----- Trecho -----
A compensação foi considerada mais benéfica para a população do que o desconto.
A Seção Especializada em Dissídios Coletivos (SDC) do Tribunal Superior do Trabalho determinou a compensação integral dos dias em que não houve efetiva prestação de serviços por parte dos empregados da Fundação para o Remédio Popular “Chopin Tavares de Lima” (Furp), do Governo de São Paulo, em razão de paralisação realizada em 2016. O movimento foi deflagrado sob a alegação de que a empresa não havia cumprido o estabelecido em convenção coletiva de trabalho.
A ação foi ajuizada pela Furp contra o Sindicato dos Trabalhadores nas Indústrias Químicas, Farmacêuticas, Abrasivos, Material Plástico, Tintas e Vernizes de Guarulhos e Mairiporã. O Tribunal Regional do Trabalho da 2ª Região (SP) declarou a não abusividade da greve e determinou à instituição o pagamento dos dias em que houve paralisação. A fundação recorreu ao TST e conseguiu a reforma dessa decisão.
Regra geral
Segundo a relatora do recurso, ministra Kátia Magalhães Arruda, predomina no Tribunal o entendimento de que a greve configura a suspensão do contrato de trabalho. Portanto, como regra geral, não é devido o pagamento dos dias em que não houve prestação de serviço. As exceções são os casos em que há negociação sobre a matéria ou as situações em que a paralisação é motivada por descumprimento de norma coletiva vigente, não pagamento de salários e más condições de trabalho, entre outras.
Ganho à população
No caso, segundo a relatora, a greve não se enquadrou nas hipóteses de excepcionalidade, o que poderia resultar no desconto dos dias em que os empregados não trabalharam. Todavia, em observância ao princípio da razoabilidade, a ministra considera que cabe a compensação, uma vez que a paralisação atingiu segmento do serviço público ligado à saúde. “A compensação trará maior ganho à população do que o desconto”, afirmou.
-----
> Tarefas propostas:
1. De acordo com o trecho sobre a greve na Furp, qual tribunal declarou a não abusividade da greve?
2. Transcreva literalmente, do trecho sobre a greve na Furp, a parte que começa em "A ação foi ajuizada" e vai até "reforma dessa decisão.", inclusive.
----- Trechos do material -----
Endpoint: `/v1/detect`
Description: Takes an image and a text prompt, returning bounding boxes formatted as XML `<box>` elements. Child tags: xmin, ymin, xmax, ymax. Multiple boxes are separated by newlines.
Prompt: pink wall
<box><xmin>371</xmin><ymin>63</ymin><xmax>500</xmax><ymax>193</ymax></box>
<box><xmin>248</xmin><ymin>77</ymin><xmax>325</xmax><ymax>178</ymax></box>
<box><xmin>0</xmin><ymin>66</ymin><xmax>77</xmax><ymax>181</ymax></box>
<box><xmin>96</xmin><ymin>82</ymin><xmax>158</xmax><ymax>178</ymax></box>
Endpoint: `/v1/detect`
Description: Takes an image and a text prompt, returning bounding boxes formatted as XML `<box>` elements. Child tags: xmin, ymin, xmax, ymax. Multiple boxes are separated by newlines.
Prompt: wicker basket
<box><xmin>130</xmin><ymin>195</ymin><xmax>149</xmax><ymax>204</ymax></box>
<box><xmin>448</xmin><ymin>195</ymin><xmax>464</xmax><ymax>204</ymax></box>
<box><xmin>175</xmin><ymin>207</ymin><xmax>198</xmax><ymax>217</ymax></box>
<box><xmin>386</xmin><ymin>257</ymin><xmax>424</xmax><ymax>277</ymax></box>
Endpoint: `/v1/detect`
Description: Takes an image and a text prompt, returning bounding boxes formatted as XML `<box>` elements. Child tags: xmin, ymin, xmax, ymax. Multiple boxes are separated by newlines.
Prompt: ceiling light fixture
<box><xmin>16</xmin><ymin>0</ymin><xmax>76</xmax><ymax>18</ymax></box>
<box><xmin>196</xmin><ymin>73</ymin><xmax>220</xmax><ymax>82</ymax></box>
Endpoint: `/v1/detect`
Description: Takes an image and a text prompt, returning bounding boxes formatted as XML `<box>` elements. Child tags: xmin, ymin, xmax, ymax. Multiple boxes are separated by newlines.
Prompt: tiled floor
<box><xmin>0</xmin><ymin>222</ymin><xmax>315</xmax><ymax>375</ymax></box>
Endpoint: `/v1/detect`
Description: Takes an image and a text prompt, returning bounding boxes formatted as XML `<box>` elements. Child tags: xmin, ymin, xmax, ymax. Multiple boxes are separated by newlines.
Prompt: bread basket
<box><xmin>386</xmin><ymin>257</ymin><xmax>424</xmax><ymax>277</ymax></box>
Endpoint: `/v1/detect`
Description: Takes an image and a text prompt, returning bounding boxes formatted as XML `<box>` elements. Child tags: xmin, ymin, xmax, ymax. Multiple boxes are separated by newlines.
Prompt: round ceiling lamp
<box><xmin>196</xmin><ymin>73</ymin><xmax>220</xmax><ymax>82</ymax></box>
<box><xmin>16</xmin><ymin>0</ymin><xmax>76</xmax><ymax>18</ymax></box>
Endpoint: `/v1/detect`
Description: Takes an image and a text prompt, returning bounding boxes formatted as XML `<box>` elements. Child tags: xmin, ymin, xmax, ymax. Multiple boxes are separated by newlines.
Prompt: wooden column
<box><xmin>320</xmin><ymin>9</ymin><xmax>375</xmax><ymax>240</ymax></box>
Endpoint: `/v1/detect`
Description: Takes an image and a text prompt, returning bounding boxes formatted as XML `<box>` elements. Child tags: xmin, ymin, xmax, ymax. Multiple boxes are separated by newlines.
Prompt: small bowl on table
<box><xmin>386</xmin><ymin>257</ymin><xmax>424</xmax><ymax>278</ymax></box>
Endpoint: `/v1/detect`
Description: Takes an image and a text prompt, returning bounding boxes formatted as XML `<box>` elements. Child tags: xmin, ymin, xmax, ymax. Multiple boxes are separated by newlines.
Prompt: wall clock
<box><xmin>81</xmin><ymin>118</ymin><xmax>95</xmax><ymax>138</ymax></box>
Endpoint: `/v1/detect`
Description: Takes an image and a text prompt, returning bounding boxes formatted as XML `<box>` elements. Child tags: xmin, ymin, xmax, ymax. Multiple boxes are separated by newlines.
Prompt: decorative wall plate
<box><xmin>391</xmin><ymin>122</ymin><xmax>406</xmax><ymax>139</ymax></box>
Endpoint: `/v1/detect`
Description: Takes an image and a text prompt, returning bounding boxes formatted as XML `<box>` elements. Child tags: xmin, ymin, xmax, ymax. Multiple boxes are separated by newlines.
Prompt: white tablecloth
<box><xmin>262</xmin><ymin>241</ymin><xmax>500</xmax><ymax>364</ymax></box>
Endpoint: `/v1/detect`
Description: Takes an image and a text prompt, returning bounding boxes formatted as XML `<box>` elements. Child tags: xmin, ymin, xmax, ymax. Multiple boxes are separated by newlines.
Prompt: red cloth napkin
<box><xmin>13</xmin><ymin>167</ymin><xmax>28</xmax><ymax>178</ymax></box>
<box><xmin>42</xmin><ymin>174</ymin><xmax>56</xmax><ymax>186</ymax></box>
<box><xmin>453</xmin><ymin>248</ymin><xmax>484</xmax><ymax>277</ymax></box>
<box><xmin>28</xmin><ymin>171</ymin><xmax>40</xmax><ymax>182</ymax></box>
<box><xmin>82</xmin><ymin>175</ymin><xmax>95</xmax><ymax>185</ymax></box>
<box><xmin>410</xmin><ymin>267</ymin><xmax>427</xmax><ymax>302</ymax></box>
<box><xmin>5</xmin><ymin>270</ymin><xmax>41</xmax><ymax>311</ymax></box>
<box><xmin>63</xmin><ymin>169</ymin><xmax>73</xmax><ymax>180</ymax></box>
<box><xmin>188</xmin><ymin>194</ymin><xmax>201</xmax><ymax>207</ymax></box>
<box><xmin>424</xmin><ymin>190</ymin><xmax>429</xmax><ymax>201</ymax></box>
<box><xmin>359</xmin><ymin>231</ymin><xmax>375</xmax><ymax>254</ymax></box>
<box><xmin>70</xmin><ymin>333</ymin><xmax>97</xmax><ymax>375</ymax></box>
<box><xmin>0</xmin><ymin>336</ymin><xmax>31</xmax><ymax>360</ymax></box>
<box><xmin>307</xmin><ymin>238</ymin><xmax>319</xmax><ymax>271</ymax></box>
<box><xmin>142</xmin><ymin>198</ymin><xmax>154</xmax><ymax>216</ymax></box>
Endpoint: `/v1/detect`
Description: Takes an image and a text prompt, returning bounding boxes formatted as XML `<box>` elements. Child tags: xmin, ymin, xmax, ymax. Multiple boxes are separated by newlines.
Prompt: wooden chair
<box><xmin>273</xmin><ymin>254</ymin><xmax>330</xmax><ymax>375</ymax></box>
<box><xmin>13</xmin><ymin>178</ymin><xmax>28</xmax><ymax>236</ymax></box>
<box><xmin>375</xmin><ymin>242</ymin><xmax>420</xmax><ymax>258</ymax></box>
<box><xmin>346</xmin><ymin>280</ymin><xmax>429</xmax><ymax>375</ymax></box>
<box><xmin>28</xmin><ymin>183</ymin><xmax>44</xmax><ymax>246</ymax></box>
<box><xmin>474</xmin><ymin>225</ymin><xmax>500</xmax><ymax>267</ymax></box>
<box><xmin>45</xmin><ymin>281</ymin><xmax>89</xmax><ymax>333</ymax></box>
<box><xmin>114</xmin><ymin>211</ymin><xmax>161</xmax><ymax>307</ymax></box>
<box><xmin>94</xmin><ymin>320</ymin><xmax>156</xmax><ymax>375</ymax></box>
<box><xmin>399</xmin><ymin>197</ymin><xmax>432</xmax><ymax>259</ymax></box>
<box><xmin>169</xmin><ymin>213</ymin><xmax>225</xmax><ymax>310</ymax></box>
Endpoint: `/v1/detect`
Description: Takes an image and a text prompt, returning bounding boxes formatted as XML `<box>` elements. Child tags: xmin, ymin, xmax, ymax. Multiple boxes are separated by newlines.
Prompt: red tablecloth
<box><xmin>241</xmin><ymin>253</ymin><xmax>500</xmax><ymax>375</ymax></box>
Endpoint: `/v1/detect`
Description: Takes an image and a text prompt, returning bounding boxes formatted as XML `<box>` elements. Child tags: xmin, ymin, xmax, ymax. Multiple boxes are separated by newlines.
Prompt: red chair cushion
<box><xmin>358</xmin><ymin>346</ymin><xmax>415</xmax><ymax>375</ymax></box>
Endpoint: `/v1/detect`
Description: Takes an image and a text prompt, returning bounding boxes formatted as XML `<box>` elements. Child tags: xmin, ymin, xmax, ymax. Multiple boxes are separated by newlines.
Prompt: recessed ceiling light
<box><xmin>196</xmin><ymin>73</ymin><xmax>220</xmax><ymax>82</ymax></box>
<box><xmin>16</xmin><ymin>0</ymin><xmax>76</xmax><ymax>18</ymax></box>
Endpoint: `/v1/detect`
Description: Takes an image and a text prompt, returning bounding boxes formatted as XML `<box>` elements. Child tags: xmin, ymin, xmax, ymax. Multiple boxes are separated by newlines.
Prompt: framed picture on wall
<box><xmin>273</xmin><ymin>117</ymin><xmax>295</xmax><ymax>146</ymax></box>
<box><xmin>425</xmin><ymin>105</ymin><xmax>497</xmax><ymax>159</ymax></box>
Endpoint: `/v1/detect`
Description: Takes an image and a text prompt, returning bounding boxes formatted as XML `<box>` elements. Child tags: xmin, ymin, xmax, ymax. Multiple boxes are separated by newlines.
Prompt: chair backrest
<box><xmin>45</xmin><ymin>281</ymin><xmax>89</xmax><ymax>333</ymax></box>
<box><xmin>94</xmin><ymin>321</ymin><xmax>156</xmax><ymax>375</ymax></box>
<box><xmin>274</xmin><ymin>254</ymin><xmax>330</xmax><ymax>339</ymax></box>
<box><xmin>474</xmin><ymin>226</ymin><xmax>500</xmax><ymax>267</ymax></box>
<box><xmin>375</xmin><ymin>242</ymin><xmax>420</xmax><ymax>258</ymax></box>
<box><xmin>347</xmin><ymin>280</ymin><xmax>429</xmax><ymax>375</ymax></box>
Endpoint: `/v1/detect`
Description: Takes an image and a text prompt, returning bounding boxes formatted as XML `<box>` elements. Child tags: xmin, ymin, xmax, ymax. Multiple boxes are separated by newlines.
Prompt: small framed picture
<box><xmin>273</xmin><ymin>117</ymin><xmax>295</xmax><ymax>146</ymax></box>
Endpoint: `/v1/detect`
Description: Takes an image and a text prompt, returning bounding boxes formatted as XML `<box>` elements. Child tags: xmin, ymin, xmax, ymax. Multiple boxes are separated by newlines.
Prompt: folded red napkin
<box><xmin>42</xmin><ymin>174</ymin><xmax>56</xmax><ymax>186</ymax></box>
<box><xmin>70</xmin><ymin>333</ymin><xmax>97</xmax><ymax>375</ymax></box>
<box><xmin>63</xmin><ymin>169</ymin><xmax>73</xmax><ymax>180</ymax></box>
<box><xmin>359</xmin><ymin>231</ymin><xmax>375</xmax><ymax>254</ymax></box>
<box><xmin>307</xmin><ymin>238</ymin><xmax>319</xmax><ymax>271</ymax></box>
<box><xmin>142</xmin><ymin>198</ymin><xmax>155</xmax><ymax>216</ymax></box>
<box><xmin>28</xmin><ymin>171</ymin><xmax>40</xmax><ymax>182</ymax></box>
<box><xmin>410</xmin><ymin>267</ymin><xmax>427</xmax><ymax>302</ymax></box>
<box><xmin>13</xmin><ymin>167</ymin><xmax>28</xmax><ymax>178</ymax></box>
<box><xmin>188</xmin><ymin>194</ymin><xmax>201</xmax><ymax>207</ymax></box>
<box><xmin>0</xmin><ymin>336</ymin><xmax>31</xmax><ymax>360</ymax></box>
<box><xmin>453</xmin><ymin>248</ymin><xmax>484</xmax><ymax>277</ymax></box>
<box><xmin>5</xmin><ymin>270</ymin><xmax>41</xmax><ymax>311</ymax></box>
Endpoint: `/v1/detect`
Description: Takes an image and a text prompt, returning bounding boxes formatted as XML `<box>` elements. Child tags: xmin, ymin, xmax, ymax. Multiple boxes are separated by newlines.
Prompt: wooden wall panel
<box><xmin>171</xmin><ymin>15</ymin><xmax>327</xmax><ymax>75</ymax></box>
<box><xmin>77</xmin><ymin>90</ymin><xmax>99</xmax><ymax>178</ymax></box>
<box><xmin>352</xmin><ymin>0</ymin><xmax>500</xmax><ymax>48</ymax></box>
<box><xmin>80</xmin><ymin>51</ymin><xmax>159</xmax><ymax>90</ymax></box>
-----
> Respostas:
1. O Tribunal Regional do Trabalho da 2ª Região (SP).

2.
A ação foi ajuizada pela Furp contra o Sindicato dos Trabalhadores nas Indústrias Químicas, Farmacêuticas, Abrasivos, Material Plástico, Tintas e Vernizes de Guarulhos e Mairiporã. O Tribunal Regional do Trabalho da 2ª Região (SP) declarou a não abusividade da greve e determinou à instituição o pagamento dos dias em que houve paralisação. A fundação recorreu ao TST e conseguiu a reforma dessa decisão.